Pick out and copy every line of the records that contains the string "wall".

— Start Records for the task —

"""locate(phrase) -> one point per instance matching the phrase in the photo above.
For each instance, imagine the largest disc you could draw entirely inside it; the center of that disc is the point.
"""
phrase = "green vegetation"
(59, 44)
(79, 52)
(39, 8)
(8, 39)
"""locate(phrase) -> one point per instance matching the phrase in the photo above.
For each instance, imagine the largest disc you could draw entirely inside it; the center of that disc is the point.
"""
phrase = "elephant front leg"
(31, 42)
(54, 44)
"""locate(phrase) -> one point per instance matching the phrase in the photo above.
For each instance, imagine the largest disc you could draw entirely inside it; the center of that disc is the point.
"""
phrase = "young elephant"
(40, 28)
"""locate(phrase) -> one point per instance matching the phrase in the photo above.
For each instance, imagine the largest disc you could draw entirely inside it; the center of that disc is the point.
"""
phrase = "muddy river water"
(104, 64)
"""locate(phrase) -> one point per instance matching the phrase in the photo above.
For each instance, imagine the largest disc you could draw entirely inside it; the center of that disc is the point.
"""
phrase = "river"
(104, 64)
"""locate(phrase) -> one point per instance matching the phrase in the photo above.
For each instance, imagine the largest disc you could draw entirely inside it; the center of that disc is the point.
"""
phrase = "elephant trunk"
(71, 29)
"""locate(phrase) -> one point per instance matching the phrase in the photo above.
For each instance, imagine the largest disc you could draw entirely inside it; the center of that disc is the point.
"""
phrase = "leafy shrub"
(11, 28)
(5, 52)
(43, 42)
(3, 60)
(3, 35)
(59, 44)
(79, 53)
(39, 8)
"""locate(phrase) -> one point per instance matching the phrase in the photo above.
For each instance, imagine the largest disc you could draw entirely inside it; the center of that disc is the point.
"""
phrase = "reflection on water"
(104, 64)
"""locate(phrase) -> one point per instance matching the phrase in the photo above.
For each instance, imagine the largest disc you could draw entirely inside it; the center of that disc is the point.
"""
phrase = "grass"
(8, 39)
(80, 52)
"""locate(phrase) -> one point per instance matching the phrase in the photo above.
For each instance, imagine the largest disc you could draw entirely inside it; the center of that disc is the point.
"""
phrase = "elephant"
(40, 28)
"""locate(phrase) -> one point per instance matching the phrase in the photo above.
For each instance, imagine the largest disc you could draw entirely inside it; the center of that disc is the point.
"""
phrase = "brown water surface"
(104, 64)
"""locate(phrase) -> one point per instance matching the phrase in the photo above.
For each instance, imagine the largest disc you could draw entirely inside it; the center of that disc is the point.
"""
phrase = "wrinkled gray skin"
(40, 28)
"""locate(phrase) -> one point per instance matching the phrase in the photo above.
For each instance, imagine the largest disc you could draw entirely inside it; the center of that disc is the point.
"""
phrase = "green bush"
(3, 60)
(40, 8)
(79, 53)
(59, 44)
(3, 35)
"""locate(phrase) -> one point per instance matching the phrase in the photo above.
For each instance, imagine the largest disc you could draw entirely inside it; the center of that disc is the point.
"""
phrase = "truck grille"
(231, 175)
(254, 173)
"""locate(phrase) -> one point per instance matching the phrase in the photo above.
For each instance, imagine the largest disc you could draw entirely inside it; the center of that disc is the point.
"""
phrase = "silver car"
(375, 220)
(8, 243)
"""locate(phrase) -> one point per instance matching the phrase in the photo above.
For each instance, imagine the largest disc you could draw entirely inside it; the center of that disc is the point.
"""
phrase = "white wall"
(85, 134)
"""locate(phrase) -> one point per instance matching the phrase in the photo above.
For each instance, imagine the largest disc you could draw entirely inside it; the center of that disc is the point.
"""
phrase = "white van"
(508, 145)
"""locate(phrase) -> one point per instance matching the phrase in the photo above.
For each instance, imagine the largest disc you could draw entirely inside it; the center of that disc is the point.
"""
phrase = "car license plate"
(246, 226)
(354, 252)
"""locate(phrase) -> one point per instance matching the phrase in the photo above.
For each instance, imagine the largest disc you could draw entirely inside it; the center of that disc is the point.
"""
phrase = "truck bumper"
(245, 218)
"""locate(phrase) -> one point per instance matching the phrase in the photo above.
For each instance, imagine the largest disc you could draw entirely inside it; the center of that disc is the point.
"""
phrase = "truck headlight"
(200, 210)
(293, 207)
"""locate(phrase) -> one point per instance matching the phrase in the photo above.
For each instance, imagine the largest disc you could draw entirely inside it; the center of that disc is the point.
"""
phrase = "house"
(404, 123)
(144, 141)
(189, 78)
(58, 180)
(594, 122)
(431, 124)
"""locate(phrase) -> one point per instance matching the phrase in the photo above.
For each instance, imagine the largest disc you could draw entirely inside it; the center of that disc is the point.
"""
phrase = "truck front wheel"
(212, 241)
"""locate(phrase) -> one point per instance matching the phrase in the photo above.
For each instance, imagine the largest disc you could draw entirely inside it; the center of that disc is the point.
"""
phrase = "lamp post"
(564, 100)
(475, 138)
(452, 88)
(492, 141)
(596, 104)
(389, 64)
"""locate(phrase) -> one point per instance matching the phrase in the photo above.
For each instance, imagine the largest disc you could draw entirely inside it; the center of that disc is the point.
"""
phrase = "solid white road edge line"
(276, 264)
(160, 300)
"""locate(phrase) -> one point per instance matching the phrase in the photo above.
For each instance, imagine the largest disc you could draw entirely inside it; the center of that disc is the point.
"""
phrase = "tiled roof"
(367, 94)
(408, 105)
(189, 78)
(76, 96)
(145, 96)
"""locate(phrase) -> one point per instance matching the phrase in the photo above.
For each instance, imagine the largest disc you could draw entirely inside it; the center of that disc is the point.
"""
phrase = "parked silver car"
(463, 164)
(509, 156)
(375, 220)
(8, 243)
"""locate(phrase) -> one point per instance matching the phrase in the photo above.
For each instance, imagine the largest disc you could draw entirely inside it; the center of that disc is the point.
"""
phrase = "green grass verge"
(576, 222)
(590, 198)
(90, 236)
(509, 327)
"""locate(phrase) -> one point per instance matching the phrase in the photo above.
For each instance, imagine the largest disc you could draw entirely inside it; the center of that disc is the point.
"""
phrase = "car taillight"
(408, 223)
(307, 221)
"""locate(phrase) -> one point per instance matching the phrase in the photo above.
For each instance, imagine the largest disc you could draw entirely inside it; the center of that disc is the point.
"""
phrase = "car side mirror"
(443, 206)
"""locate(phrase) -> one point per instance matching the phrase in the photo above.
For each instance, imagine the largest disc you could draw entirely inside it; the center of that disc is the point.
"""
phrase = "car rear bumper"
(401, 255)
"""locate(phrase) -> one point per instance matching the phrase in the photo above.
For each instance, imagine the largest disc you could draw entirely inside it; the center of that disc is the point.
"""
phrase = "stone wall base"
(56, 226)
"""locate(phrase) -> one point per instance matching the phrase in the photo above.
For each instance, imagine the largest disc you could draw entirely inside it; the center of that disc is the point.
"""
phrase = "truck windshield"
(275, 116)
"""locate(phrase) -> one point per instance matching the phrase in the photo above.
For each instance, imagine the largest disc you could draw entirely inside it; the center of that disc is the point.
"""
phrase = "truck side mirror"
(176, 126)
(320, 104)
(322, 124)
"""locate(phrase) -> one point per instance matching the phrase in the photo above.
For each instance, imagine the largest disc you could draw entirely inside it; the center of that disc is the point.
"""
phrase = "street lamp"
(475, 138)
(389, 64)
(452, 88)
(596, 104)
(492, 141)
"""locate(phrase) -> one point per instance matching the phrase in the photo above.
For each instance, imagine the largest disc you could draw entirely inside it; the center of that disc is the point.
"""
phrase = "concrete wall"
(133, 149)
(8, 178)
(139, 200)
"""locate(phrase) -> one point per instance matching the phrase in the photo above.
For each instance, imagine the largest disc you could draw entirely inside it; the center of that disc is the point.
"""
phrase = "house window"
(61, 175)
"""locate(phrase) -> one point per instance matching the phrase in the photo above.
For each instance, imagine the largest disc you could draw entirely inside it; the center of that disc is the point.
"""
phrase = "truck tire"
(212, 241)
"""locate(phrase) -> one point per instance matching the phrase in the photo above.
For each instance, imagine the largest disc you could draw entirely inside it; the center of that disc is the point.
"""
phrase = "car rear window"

— End Records for the task —

Completed exercise:
phrase = "white wall"
phrase = "stone wall base"
phrase = "concrete wall"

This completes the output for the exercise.